* Challenges
- 1) In the proof excerpt, which lemma is cited to show that the shifted sequence $u_{n}^{(2)}(\cdot-y_{n}^{2}+y_{n}^{1})$ does not converge weakly to 0?
- 2) For each statement, say whether the proof excerpt supports it by answering yes or no and quoting the deciding words: (a) The sequence $\{u_{n}^{(2)}\}$ is a bounded Palais–Smale sequence for $\Psi_{*}$. (b) The sequence $\{y_{n}^{2}\}$ is obtained from Lemma 2.6. (c) Assuming $|y_{n}^{1}-y_{n}^{2}|\leq R$ leads to a contradiction with Equation (3.21).
* START Page extract *
Again by Lemma 2.5, we have that there exists a sequence $\{y_{n}^{2}\}\subset\mathbb{R}^{3}$ with $|y_{n}^{2}|\rightarrow+\infty$ ($n\rightarrow+\infty$) such that

\begin{equation*} \lim_{n\to \infty}\left|v_{n}^{(2)}\right|_{L^{p}(y_{n}^{2}+Q)}\gt0\quad \text{for any}\ 2\leq p\lt6. \end{equation*}

Let $u_{n}^{(2)}:=v_{n}^{(2)}(\cdot+y_{n}^{2})$. It holds as before that

\begin{equation*} \widetilde{\Psi}\left(u_n^{(2)}\right)=\widetilde{\Psi}\left(v_n^{(2)}\right)\rightarrow c-\tilde{I}\left(u^{(0)}\right)-\widetilde{\Psi}\left(u^{(1)}\right), \end{equation*}

and analogously $\{u_{n}^{(2)}\}$ is a bounded Palais–Smale sequence for $\Psi_{*}$, $u_{n}^{(2)}\rightharpoonup u^{(2)}\not \equiv0$ weakly in $H^{1}(\mathbb{R}^{3})$. Thus, $\Psi^\prime_{*}(u^{(2)})=0$. We claim that

(3.20) \begin{equation} \left|y_{n}^{1}-y_{n}^{2}\right|\rightarrow+\infty,\quad n\rightarrow+\infty. \end{equation}

If not, there exists a constant R > 0 such that $\left|y_{n}^{1}-y_{n}^{2}\right|\leq R$ for any n. Then we see that

(3.21) \begin{equation} u_{n}^{(2)}(\cdot-y_{n}^{2}+y_{n}^{1})=v_{n}^{(2)}(\cdot+y_{n}^{1}) =v_{n}^{(1)}(\cdot+y_{n}^{1})-u^{(1)}=u_{n}^{(1)}-u^{(1)}\rightharpoonup0 \end{equation}

weakly in $H^{1}(\mathbb{R}^{3})$. On the other hand, since $u_{n}^{(2)}\rightharpoonup u^{(2)}\not \equiv0$ weakly in $H^{1}(\mathbb{R}^{3})$, by Lemma 2.6 (ii), we have

\begin{equation*} u_{n}^{(2)}(\cdot-y_{n}^{2}+y_{n}^{1})\not\rightharpoonup0 \text{ weakly in } H^{1}(\mathbb{R}^{3}), \end{equation*}

which contradicts Equation (3.21). Thus, Equation (3.20) is proved.
* END Page extract *
* START Material *
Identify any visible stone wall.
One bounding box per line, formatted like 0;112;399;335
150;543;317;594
* END Material *
* Task-by-task answers
- 1) Lemma 2.6 (ii)

- 2)
(a) Yes: "is a bounded Palais–Smale sequence for $\Psi_{*}$"
(b) No: "Again by Lemma 2.5, we have that there exists a sequence $\{y_{n}^{2}\}\subset\mathbb{R}^{3}$"
(c) Yes: "which contradicts Equation (3.21)"